§ Textauszug
# # # # # # #
Meine Löwin sah Berta nur kurz an und nahm sie dann sofort in den Arm. Ohne das sie wusste, was überhaupt vorgefallen war, erkannte sie an Bertas tränenreichen Augen, dass es am Nachmittag mal wieder heftig abgegangen war. Natürlich wollte sie auch über das Geschehen informiert werden. Da war selbst sie neugierig; Bei Streitigkeiten in der Familie nimmt sie grundsätzlich Anteil, zumal sie selbst mit betroffen war.
Nachdem wir alle am Esszimmertisch Platz genommen und Kaffee bzw. Tee nebst Keksen vor uns stehen hatten, begannen Berta und ich mit der Schilderung des Vorfalls. Unter Tränen brach es dann bei Berta durch. Dass Sunny sie als Lügnerin hingestellt hatte, war für sie besonders verletzend. Sie wertete dies als einen weiteren Versuch von Sunny, einen Keil zwischen mir und Berta zu treiben.
# # # # # # #
§ Gegebene Daten
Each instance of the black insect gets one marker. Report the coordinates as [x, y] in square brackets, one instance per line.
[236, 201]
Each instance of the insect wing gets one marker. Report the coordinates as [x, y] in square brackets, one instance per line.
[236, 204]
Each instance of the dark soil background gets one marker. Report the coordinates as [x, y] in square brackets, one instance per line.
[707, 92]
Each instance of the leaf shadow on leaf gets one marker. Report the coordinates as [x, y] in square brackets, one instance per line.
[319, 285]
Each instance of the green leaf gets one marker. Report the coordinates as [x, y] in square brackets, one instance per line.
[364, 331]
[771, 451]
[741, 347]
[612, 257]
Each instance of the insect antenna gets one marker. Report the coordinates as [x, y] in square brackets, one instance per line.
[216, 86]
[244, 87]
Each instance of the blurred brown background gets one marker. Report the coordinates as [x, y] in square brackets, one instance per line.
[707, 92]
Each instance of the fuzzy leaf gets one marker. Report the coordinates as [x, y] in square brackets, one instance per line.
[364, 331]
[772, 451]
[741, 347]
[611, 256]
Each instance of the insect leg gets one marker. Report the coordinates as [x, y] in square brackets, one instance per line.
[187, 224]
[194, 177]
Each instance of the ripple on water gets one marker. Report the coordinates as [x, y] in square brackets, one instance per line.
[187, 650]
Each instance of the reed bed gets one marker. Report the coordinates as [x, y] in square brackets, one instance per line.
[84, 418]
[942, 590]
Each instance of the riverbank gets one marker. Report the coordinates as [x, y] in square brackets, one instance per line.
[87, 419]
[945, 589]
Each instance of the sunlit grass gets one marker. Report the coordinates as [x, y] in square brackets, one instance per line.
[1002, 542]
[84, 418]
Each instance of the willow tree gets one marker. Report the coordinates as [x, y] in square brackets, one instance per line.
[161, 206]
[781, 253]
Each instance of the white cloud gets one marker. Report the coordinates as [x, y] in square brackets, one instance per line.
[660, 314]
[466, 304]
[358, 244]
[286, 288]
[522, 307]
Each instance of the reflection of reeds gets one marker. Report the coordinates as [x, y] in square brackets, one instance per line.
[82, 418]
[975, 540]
# # # # # # #
§ Aufgabenstellung
Beantworten Sie anhand des Textauszugs folgende Fragen:
(a) Woran erkannte die Löwin, dass es am Nachmittag heftig abgegangen war?
(b) Was stand vor den Anwesenden, als sie am Esszimmertisch Platz genommen hatten?
(c) Was war für Berta besonders verletzend?
Die Einträge stammen aus einer anderen Quelle als der Textauszug.

§ Lösung
(a) An Bertas tränenreichen Augen.
(b) Kaffee bzw. Tee nebst Keksen.
(c) Dass Sunny sie als Lügnerin hingestellt hatte.